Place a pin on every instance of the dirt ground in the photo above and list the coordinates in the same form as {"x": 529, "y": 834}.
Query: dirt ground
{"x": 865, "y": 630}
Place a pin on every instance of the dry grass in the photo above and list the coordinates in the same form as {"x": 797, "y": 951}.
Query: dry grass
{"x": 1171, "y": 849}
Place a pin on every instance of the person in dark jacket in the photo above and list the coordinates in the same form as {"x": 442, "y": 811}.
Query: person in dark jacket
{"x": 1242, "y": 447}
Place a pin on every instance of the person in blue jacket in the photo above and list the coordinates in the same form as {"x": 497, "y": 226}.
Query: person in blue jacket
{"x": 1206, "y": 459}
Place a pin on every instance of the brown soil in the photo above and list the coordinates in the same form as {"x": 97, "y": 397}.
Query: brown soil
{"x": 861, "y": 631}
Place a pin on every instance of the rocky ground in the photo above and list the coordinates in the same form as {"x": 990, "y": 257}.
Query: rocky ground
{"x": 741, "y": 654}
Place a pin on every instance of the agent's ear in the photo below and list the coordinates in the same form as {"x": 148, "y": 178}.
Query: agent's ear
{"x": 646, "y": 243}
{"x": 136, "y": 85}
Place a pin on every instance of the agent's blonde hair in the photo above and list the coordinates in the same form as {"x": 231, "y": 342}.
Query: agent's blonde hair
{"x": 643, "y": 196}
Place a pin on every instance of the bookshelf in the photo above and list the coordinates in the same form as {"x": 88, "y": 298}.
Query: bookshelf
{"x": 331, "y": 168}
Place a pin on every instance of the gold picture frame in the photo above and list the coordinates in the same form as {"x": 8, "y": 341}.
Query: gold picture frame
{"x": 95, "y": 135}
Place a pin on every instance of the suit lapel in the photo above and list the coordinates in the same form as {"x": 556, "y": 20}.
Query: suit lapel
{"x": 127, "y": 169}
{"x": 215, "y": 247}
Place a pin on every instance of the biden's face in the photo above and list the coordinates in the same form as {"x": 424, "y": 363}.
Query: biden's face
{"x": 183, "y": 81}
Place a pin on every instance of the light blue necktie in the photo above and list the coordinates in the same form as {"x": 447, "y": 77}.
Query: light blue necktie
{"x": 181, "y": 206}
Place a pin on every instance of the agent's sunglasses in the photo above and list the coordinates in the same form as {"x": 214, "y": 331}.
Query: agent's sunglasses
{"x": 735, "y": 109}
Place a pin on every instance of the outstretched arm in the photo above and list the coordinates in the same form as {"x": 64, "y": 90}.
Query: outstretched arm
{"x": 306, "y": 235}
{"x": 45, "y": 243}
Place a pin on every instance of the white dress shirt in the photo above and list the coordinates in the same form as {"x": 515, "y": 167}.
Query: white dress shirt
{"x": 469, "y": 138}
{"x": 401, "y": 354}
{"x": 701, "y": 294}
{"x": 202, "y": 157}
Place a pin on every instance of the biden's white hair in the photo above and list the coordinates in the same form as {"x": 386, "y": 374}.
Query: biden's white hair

========

#### [TASK TO CARRY OUT]
In the entries, the line containing "Query: white dress shirt" and every line after it through the last are to be duplicated exactly, and no other line is to be included.

#### [SOLUTION]
Query: white dress shirt
{"x": 469, "y": 138}
{"x": 401, "y": 354}
{"x": 701, "y": 294}
{"x": 202, "y": 157}
Place a pin on every instance of the biden's white hair in the photo above and list the coordinates in the same form as {"x": 386, "y": 374}.
Query: biden's white hair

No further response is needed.